PROBLEM DESCRIPTION: Restate each of the lines below word for word and drop every picture.

Start of INPUT DATA

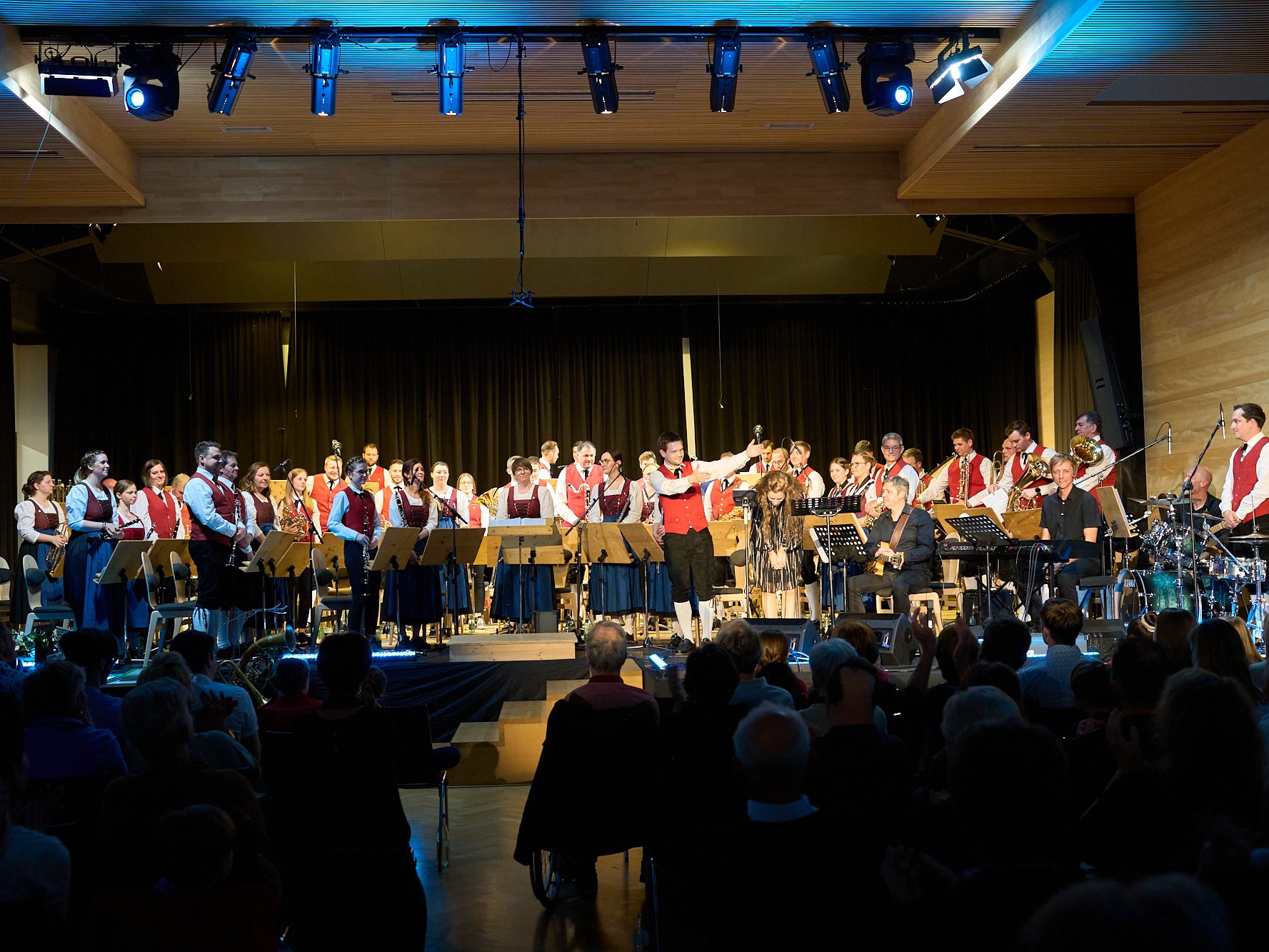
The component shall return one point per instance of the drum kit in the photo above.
(1193, 569)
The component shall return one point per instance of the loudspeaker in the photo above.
(893, 635)
(1107, 390)
(802, 635)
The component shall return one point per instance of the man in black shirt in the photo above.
(1070, 514)
(904, 537)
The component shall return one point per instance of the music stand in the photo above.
(452, 547)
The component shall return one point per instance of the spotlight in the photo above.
(829, 71)
(601, 71)
(451, 66)
(78, 76)
(957, 70)
(151, 89)
(723, 71)
(325, 73)
(230, 74)
(885, 78)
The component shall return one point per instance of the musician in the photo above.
(614, 589)
(354, 519)
(160, 508)
(452, 514)
(297, 512)
(519, 591)
(478, 518)
(578, 485)
(904, 538)
(1245, 498)
(776, 545)
(418, 586)
(215, 531)
(377, 474)
(688, 545)
(42, 528)
(1070, 513)
(324, 489)
(966, 478)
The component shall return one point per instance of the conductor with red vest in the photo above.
(688, 545)
(1245, 499)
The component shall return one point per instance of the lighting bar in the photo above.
(78, 76)
(230, 74)
(601, 71)
(723, 71)
(829, 71)
(451, 66)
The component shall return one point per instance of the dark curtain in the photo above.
(834, 374)
(171, 381)
(472, 386)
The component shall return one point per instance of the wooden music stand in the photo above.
(125, 563)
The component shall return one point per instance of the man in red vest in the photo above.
(688, 545)
(1245, 499)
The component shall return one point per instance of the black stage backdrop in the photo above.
(473, 385)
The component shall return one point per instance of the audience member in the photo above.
(743, 645)
(774, 666)
(60, 741)
(94, 650)
(199, 649)
(1047, 681)
(291, 682)
(1172, 631)
(856, 766)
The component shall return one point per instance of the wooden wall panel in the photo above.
(1203, 277)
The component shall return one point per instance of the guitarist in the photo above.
(903, 541)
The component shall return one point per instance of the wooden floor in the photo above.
(483, 901)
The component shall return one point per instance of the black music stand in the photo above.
(985, 535)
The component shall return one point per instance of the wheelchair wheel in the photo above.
(545, 878)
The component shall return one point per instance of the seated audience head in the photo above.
(773, 746)
(1138, 672)
(1172, 631)
(851, 692)
(1012, 767)
(291, 677)
(741, 643)
(606, 649)
(1061, 621)
(1218, 648)
(55, 689)
(199, 649)
(973, 706)
(859, 636)
(343, 661)
(710, 678)
(1005, 638)
(158, 720)
(995, 674)
(1092, 687)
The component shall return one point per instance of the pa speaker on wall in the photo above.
(801, 633)
(893, 633)
(1108, 396)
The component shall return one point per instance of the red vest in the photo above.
(1245, 478)
(686, 511)
(163, 513)
(575, 491)
(324, 496)
(222, 501)
(976, 483)
(359, 516)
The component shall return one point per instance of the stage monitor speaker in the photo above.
(801, 633)
(1107, 390)
(893, 635)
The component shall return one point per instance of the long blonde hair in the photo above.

End of INPUT DATA

OUTPUT FOR THIS EXERCISE:
The component shall return one point per instance of the drum kit in the photo above.
(1193, 569)
The component shall return one point per instance of the loudspeaker in the photo above.
(893, 635)
(1107, 390)
(802, 635)
The component shall return one point per instance of the man in black shirt in the photo above.
(1070, 514)
(904, 537)
The component shall return one point per instance of the music stand in the photo above.
(452, 547)
The component shall return one point per instance of the spotlight in the photo above.
(829, 71)
(601, 71)
(451, 66)
(78, 76)
(957, 70)
(151, 89)
(723, 71)
(325, 73)
(230, 74)
(885, 78)
The component shall return one point per instance of the musician in the photo above.
(614, 589)
(354, 519)
(160, 508)
(452, 514)
(297, 512)
(519, 591)
(478, 518)
(578, 485)
(904, 538)
(1245, 498)
(776, 545)
(418, 586)
(215, 531)
(377, 474)
(688, 545)
(42, 528)
(1070, 513)
(324, 489)
(966, 478)
The component shall return one point per instance of the conductor with red vest in the photo above.
(688, 545)
(1245, 499)
The component shall return one point per instance of the lighting bar in the photo above.
(78, 76)
(230, 74)
(601, 71)
(723, 71)
(829, 71)
(451, 66)
The component shall return one point per instance of the dark curtain in the photo above.
(834, 374)
(171, 381)
(472, 386)
The component shall return one point per instance of the wooden music stand in the photo above.
(125, 563)
The component shall return one point per instance of the man in red vest in the photo above.
(688, 545)
(1245, 499)
The component shall return one point per instance of the black stage backdrop in the photo above.
(473, 385)
The component shall return one point per instance of the audience member in the photo above.
(743, 645)
(774, 666)
(60, 741)
(94, 650)
(199, 649)
(1047, 681)
(291, 682)
(1172, 631)
(856, 766)
The component shall return one point per instance of the wooden wall panel in the photo above.
(1203, 277)
The component shall return one point per instance of the guitarist in the photo above.
(903, 541)
The component shall return one point per instance of the wooden floor in the photo above.
(483, 901)
The component shall return one point per instance of the black music stand in the photo above.
(985, 535)
The component shall return one point per instance of the wheelchair wheel in the photo above.
(545, 878)
The component shall return one point per instance of the seated audience head in the photo above.
(773, 746)
(1138, 672)
(1172, 631)
(851, 692)
(1012, 767)
(291, 677)
(741, 643)
(606, 649)
(1061, 621)
(1218, 648)
(55, 689)
(199, 649)
(973, 706)
(859, 636)
(343, 661)
(710, 678)
(1005, 638)
(158, 720)
(995, 674)
(1092, 687)
The component shall return one point per instance of the pa speaker on wall in the photo above.
(801, 633)
(893, 633)
(1108, 396)
The component shall return one point per instance of the red vest in the photo above.
(1245, 478)
(686, 511)
(163, 513)
(575, 491)
(324, 496)
(222, 501)
(976, 483)
(359, 516)
The component shall return one point per instance of the stage monitor speaker in the photo above.
(801, 633)
(1107, 390)
(893, 635)
The component shall return one point per instance of the long blonde hair in the photo above.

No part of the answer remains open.